### Part 1: Saving the hidden representations

In [None]:
import torch
import h5py
import altair as alt
import pandas as pd
import numpy as np
import os

# %pip install datasets transformers


from tqdm import tqdm
from datasets import load_dataset
from torch.utils.data import DataLoader
from transformers import AutoTokenizer, AutoModelForCausalLM

In [None]:
device = torch.device("cuda" if torch.cuda.is_available() else "cpu")
print(f"USING DEVICE: {device}")

In [None]:
TOKENIZER_NAME = "facebook/xglm-564M"

# For task 2
TASK = "task_2"
MODEL_NAME = "facebook/xglm-564M"

# For task 3
# TASK = "task_3"
# MODEL_NAME = "../models/full-nllb.pt"

DATASET_NAME = "facebook/flores"

NUM_LAYERS = 25
SAMPLES = 200

AVAILABLE_SPLITS = ["dev", "devtest"]

# this is the minimal set of languages that you should analyze
# feel free to experiment with additional lanuages available in the flores dataset
LANGUAGES = [
    "eng_Latn",
    "spa_Latn",
    "deu_Latn",
    "arb_Arab",
    "tam_Taml",
    "quy_Latn"

RECORDED DATA

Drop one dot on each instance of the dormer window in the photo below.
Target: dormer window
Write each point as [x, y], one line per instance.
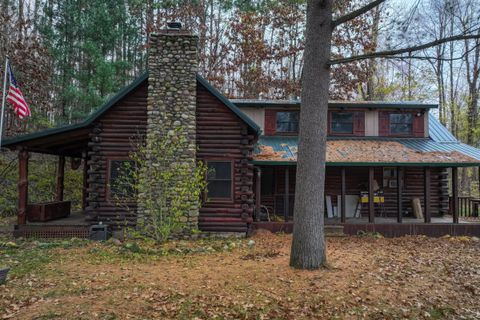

INSTRUCTION 1
Decide whether each statement agrees with the notebook code. Answer yes or no and quote the code that settles it.
(a) The tokenizer name and the task 2 model name are the same.
(b) The sample count is set to 250.
(c) The device falls back to the CPU when CUDA is unavailable.
INSTRUCTION 2
Answer from the notebook code:
(a) What value is assigned to DATASET_NAME?
(b) How many layers does NUM_LAYERS specify?
(c) Which splits appear in AVAILABLE_SPLITS?
Rely only on the notebook code above.

FINAL ANSWER 1
(a) Yes: TOKENIZER_NAME = "facebook/xglm-564M" and MODEL_NAME = "facebook/xglm-564M"
(b) No: SAMPLES = 200
(c) Yes: device = torch.device("cuda" if torch.cuda.is_available() else "cpu")

FINAL ANSWER 2
(a) "facebook/flores"
(b) 25
(c) "dev" and "devtest"